SET PROBLEM: Your task is to extract every line from the material below exactly.
▼▼▼
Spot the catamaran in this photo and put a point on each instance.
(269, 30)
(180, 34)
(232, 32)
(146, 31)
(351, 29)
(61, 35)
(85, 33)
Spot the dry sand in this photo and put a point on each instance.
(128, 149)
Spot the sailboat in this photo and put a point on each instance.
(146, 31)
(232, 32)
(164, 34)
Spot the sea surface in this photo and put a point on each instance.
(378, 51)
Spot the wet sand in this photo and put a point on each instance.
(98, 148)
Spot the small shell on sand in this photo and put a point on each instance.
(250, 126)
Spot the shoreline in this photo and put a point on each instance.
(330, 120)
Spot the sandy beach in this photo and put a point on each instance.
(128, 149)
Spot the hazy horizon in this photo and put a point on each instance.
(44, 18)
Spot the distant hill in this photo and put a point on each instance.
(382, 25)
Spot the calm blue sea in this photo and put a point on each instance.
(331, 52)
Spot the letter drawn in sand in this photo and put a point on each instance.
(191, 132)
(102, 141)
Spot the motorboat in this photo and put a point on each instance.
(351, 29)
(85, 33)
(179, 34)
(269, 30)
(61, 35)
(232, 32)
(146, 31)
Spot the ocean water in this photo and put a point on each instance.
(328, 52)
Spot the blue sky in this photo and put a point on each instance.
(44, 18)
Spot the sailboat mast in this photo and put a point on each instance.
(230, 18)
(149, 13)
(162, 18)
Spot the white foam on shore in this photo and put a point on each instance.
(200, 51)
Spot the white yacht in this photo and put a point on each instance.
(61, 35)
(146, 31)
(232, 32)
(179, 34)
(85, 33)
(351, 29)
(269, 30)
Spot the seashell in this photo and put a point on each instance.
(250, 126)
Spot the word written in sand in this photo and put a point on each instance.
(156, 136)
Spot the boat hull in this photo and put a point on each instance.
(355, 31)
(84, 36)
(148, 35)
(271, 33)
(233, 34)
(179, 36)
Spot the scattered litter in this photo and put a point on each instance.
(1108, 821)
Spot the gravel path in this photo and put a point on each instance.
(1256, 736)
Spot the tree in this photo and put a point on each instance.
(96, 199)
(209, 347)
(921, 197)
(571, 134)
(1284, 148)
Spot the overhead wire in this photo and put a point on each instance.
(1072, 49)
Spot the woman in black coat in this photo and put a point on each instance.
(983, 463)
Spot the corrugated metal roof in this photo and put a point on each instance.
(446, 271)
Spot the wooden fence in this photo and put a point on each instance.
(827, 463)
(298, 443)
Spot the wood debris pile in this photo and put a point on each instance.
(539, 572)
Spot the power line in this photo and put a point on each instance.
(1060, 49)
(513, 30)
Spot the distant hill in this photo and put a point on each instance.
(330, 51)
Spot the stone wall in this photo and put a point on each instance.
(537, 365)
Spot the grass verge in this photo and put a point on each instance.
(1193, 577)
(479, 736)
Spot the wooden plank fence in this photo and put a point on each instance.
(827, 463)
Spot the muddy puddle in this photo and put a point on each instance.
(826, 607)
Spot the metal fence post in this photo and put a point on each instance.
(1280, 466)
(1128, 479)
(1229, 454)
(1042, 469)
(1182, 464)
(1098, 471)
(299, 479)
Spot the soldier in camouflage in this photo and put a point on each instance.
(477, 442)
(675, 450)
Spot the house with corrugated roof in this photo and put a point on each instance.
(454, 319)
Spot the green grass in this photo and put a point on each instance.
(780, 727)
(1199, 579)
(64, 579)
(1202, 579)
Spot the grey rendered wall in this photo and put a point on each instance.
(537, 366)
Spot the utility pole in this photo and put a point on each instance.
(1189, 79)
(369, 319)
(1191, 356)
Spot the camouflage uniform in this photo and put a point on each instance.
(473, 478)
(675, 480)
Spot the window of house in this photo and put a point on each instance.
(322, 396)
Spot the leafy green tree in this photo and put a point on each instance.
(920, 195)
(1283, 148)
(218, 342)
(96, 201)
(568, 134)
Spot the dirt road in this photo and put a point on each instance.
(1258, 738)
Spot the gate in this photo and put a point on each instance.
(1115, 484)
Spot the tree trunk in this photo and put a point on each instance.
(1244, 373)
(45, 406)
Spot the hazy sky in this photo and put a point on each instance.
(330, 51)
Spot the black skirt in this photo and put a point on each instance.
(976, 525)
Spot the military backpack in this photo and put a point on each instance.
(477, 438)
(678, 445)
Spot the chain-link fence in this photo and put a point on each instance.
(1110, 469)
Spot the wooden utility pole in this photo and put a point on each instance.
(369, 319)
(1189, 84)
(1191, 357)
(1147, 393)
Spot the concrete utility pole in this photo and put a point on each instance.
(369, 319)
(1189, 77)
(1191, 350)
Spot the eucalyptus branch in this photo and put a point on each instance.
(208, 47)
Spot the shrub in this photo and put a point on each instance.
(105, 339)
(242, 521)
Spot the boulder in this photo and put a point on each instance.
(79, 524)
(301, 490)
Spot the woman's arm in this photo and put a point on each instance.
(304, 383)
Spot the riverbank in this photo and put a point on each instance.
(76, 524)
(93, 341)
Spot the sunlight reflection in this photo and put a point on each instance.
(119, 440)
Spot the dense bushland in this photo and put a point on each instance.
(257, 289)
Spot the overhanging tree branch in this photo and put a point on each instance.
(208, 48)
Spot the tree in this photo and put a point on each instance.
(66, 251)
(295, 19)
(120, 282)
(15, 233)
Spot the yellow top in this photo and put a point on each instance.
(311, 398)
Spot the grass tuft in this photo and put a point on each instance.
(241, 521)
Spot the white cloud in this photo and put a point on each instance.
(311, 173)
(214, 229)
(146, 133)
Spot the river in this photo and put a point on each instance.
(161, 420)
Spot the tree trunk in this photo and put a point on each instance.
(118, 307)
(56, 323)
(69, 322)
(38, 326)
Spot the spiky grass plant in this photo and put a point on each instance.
▲▲▲
FINISHED EXERCISE:
Spot the catamaran in this photo and put a point on each instance.
(269, 30)
(180, 34)
(232, 32)
(146, 31)
(351, 29)
(61, 35)
(85, 33)
Spot the dry sand in this photo and put a point on each instance.
(128, 149)
Spot the sailboat in this photo and put a point on each instance.
(146, 31)
(232, 32)
(164, 34)
Spot the sea surface in this photo and put a point on each instance.
(378, 51)
Spot the wet sand in this photo and put a point on each instance.
(98, 148)
Spot the small shell on sand in this photo and put a point on each instance.
(250, 126)
Spot the shoreline in this photo and put a point on each instance.
(330, 120)
Spot the sandy beach in this photo and put a point on each instance.
(128, 149)
Spot the hazy horizon in this photo and put a point on each instance.
(44, 18)
Spot the distant hill in this photo and put a point on each instance.
(382, 25)
Spot the calm blue sea in this photo and put a point on each instance.
(331, 52)
Spot the letter drawn in sand in this photo and put a point on each instance.
(191, 132)
(102, 141)
Spot the motorboat in this photo and put a point on each instance.
(351, 29)
(85, 33)
(179, 34)
(269, 30)
(61, 35)
(232, 32)
(146, 31)
Spot the ocean water in this photo and put a point on each instance.
(328, 52)
Spot the blue sky in this photo and put a point on each instance.
(44, 18)
Spot the sailboat mast in this photo and put a point on each instance.
(230, 18)
(149, 13)
(162, 18)
Spot the white foam on shore in this photo and put a point on each instance.
(200, 51)
Spot the white yacht in this photo and put a point on each instance.
(61, 35)
(146, 31)
(232, 32)
(179, 34)
(85, 33)
(351, 29)
(269, 30)
Spot the seashell in this photo and put a point on each instance.
(250, 126)
Spot the word written in sand in this photo and put a point on each instance.
(156, 136)
Spot the boat hull in this photo and put a point on each instance.
(355, 31)
(84, 36)
(148, 35)
(271, 33)
(233, 34)
(179, 36)
Spot the scattered litter in this photo and put a point on each instance.
(1108, 821)
Spot the gravel path in this photo and put a point on each instance.
(1256, 736)
Spot the tree in this photo and put a point on each instance.
(96, 199)
(209, 347)
(921, 197)
(571, 134)
(1284, 148)
Spot the overhead wire in this photo and put a point on each instance.
(1072, 49)
Spot the woman in black coat in this photo and put a point on each instance.
(983, 463)
Spot the corrugated metal roof in this photo and put a point on each instance.
(446, 271)
Spot the wooden fence in this photo and put a point on each instance.
(827, 463)
(298, 443)
Spot the wood debris pile in this photo and put a point on each instance.
(539, 572)
Spot the power line in this photo and put a point on each instance.
(1060, 49)
(513, 30)
Spot the distant hill in this photo and put a point on each instance.
(330, 51)
Spot the stone wall in this photo and put a point on each instance.
(537, 365)
Spot the grass verge in this photo and put a point on each instance.
(1193, 577)
(479, 736)
Spot the wooden plank fence in this photo and put a point on each instance.
(827, 463)
Spot the muddy puddle in this photo and put a point on each instance.
(826, 607)
Spot the metal fence post in this photo and put a point on each instance.
(1280, 466)
(1128, 479)
(1229, 454)
(1042, 469)
(1182, 464)
(1098, 471)
(299, 479)
Spot the soldier in camouflage in this photo and put a point on each instance.
(477, 442)
(675, 450)
Spot the house with corrugated roof in this photo and put a point on each instance.
(454, 319)
Spot the green grass in this photo and put a point on each instance.
(780, 727)
(1199, 579)
(64, 579)
(1202, 579)
Spot the grey rendered wall in this photo and put a point on each instance.
(537, 366)
Spot the utility pole in this photo and put a point on each instance.
(1189, 79)
(369, 319)
(1191, 356)
Spot the camouflage uniform in this photo and put a point on each instance.
(473, 478)
(675, 480)
Spot the window of house in this photo and put a point on each instance.
(322, 396)
Spot the leafy green tree in this photo and put a point on each instance.
(920, 195)
(1283, 148)
(218, 342)
(96, 201)
(568, 134)
Spot the dirt road in this photo and put a point on each instance.
(1258, 738)
Spot the gate in this photo and put a point on each instance.
(1115, 484)
Spot the tree trunk in this photo and put a point on each instance.
(1244, 373)
(45, 406)
Spot the hazy sky in this photo and put a point on each instance.
(330, 51)
Spot the black skirt in this photo and put a point on each instance.
(976, 525)
Spot the military backpack in this photo and put a point on each instance.
(477, 438)
(678, 445)
Spot the chain-link fence in this photo and put a point on each instance.
(1110, 469)
Spot the wooden utility pole in this photo and put a point on each instance.
(369, 319)
(1189, 84)
(1191, 357)
(1147, 393)
Spot the concrete utility pole in this photo and put a point on each instance.
(369, 319)
(1189, 77)
(1191, 350)
Spot the eucalyptus branch in this photo and put a point on each instance.
(208, 47)
Spot the shrub in this photo and put a point on each instance.
(105, 339)
(242, 521)
Spot the boulder in this photo and put a point on each instance.
(79, 524)
(301, 490)
Spot the woman's arm in this photo and put a point on each instance.
(304, 383)
Spot the riverbank in this photo and put a point on each instance.
(76, 524)
(93, 341)
Spot the sunlight reflection in this photo and put a point on each instance.
(119, 440)
Spot the dense bushland in this photo and put a point on each instance.
(257, 289)
Spot the overhanging tree branch in this photo and put a point on each instance.
(208, 48)
Spot the tree in this photo and put a point on each instance.
(66, 251)
(295, 19)
(120, 282)
(15, 233)
Spot the yellow top in this photo and put a point on each instance.
(311, 398)
Spot the grass tuft in this photo and put a point on each instance.
(241, 521)
Spot the white cloud in this photo and put a point on each instance.
(311, 173)
(214, 229)
(146, 133)
Spot the river in this photo and put a point on each instance.
(161, 420)
Spot the tree trunk in this photo and put a point on each instance.
(118, 307)
(56, 323)
(69, 322)
(38, 326)
Spot the spiky grass plant in this photo and put a point on each instance.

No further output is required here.